(Extrait)
******************************
Cette nouvelle politique de restriction de l’immigration a un effet direct sur le nombre de demandes d’asiles qui augmente de façon spectaculaire en 2003, année qui suit la création de la nouvelle unité de police, pour atteindre le chiffre de 1390 demandes, c'est-à-dire quatre fois plus que l’année précédente. Dès 2004, ce chiffre commence à baisser légèrement passant à 922 demandes dans l’année, mais il reste encore largement supérieur aux chiffres d’avant 2002. Cette tendance semble se confirmer en 2005, année pour laquelle les chiffres disponibles ne concernent que les deux premiers mois (100 demandes d’asile pour ces deux mois), mais qui reportés sur un an ramène le nombre de demandes à  600, confirmant le mouvement de baisse légère.

L’augmentation de la demande d’asile en 2003, consécutive à une politique d’immigration restrictive, pour spectaculaire qu’elle soit, est peu étonnante. Plus surprenante est la baisse, même modérée, du nombre de ces demandes d’asile, un an à peine après cette augmentation spectaculaire. Plusieurs hypothèses sont susceptibles d’expliquer ce phénomène : La première est l’éventuel découragement que certains demandeurs d’asile aient pu éprouvés face aux échecs de leur compatriotes nombreux à avoir vu leur demande d’asile rejetée dès la première phase de la procédure. En effet, à la suite de l’augmentation spectaculaire des demandes d’asile et afin de dissuader les demandes abusives l’Etat d’Israël et le HCR ont rapidement mis en place une première sélection, appelée procédure courte, leur permettant de rejeter les demandes jugées manifestement infondées sans devoir remettre de documents autorisant un séjour le temps de l’instruction, à ceux qui les formulaient. La deuxième hypothèse est l’éventuel découragement que les demandeurs d’asile potentiels ont pu éprouver avant même d’être entré sur le territoire israélien. Une recherche plus poussée mériterait d’être dévolue à ce sujet, mais cette hypothèse si elle était vérifiée induirait que les demandeurs d’asile n’atteignent pas Israël au hasard de leur route vers l’Europe. La location géographique très spécifique de ce pays, entourée de frontières relativement fermées et surveillées, qui forment autant d’obstacles à l’entrée sur son territoire, constitue un élément supplémentaire tendant à souligner cette spécificité d’Israël dans les trajectoires migratoires du sud vers le nord. Ainsi, contrairement à beaucoup de pays d’Afrique et d’Asie qui sont souvent des étapes dans le trajet des demandeurs d’asile, comme des travailleurs migrants vers l’Europe, Israël constituerait une destination en soi, destination dont l’attrait semble s’être altéré ces trois dernières années du fait de la crise économique et de l’augmentation du nombre de contrôles de police et d’expulsions.
******************************
(Données affichées)
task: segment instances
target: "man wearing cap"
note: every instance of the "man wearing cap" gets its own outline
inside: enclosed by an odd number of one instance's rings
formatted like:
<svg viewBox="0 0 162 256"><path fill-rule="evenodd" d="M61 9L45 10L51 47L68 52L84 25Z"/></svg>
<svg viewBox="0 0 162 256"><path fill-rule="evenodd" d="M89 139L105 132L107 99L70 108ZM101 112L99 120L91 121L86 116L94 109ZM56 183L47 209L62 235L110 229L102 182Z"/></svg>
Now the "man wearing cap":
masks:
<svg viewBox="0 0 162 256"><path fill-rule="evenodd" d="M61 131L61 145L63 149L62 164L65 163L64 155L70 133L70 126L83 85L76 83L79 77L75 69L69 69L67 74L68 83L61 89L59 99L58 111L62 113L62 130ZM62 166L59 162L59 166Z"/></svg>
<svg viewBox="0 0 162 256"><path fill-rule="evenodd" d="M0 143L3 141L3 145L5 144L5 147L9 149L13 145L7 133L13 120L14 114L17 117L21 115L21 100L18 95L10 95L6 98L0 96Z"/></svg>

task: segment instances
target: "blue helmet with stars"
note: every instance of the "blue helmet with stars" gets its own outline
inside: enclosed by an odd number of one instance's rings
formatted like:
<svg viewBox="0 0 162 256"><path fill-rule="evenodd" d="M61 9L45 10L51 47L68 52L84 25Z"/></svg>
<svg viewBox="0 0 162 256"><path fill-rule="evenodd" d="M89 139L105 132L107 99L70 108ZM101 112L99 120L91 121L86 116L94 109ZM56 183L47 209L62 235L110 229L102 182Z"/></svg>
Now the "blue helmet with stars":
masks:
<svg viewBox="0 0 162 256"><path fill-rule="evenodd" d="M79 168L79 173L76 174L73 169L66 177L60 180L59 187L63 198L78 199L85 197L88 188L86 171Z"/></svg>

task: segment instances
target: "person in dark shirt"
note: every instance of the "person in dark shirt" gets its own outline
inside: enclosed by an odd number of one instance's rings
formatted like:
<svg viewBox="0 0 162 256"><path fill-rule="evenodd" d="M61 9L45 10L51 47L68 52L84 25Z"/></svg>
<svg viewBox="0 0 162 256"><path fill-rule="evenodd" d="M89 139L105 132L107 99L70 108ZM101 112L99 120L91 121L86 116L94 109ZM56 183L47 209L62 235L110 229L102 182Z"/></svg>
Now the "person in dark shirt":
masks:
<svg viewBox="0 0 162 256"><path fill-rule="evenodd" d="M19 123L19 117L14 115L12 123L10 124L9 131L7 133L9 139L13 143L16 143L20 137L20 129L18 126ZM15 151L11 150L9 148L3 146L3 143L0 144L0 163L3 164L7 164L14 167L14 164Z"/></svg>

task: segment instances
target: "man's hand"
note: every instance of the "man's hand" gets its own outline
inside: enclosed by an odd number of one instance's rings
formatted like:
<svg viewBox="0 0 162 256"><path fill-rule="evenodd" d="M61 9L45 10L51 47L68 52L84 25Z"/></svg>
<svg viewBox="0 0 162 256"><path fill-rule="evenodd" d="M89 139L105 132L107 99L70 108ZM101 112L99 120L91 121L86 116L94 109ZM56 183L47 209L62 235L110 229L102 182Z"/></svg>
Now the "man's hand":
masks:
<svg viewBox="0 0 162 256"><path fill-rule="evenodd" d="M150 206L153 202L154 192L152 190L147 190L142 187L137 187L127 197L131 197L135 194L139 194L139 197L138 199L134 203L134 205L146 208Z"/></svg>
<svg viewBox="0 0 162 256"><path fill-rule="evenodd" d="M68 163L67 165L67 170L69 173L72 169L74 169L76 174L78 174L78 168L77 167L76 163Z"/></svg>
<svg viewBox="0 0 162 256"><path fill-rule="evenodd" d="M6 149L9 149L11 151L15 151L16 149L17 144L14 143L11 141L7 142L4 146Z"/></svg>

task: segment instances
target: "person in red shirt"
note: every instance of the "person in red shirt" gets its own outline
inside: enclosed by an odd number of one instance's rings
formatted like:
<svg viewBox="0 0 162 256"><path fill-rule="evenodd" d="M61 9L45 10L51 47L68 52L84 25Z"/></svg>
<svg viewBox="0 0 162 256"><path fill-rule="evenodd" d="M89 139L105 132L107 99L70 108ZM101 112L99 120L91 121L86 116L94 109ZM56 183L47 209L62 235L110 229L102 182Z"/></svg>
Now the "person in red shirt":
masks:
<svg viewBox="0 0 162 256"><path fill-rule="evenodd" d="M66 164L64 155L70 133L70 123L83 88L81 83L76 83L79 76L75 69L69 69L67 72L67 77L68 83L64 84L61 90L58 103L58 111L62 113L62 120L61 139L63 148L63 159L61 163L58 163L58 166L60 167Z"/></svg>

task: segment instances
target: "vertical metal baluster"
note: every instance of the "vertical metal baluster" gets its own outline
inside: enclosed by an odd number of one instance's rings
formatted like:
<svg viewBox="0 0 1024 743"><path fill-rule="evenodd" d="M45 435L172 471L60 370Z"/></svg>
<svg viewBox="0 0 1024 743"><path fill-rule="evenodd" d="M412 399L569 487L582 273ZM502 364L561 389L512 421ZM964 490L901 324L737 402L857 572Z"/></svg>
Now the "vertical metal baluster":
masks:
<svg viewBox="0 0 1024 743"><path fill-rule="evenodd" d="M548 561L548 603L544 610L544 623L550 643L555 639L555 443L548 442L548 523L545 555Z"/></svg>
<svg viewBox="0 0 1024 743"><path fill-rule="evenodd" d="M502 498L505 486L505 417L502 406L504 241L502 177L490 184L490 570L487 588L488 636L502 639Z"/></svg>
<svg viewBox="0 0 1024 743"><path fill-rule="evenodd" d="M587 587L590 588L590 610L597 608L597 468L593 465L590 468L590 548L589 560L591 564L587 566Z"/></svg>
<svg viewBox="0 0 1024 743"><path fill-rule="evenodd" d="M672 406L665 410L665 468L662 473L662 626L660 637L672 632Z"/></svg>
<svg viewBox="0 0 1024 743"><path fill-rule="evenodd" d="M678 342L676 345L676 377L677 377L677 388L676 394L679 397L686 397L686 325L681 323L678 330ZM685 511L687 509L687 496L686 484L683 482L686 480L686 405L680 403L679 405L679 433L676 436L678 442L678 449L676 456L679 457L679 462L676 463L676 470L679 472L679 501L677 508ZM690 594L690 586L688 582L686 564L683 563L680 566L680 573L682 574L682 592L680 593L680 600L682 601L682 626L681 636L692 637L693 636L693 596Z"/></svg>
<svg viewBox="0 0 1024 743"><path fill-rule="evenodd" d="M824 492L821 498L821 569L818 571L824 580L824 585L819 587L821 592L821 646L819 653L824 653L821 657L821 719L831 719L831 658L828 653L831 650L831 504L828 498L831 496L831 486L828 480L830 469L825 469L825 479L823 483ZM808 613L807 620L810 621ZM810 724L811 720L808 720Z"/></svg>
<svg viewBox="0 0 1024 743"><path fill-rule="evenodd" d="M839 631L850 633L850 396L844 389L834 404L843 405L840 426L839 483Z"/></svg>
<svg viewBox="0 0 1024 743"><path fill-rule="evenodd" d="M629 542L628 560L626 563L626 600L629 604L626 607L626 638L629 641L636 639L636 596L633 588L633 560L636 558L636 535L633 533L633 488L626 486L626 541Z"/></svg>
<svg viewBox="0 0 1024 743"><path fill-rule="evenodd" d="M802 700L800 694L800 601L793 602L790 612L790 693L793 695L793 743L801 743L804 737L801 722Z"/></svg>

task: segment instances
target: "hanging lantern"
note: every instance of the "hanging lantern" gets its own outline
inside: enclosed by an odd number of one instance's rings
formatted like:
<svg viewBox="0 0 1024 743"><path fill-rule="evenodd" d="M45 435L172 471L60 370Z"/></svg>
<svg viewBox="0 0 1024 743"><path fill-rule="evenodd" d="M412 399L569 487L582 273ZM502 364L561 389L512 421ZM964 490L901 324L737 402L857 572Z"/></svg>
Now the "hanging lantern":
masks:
******************************
(Objectif) Recopie l'extrait en commençant à "Cette nouvelle politique" et en terminant à "de baisse légère.", mais change "spectaculaire" en "considérable". Appuie-toi uniquement sur l'extrait.

(Réponse)
Cette nouvelle politique de restriction de l’immigration a un effet direct sur le nombre de demandes d’asiles qui augmente de façon considérable en 2003, année qui suit la création de la nouvelle unité de police, pour atteindre le chiffre de 1390 demandes, c'est-à-dire quatre fois plus que l’année précédente. Dès 2004, ce chiffre commence à baisser légèrement passant à 922 demandes dans l’année, mais il reste encore largement supérieur aux chiffres d’avant 2002. Cette tendance semble se confirmer en 2005, année pour laquelle les chiffres disponibles ne concernent que les deux premiers mois (100 demandes d’asile pour ces deux mois), mais qui reportés sur un an ramène le nombre de demandes à  600, confirmant le mouvement de baisse légère.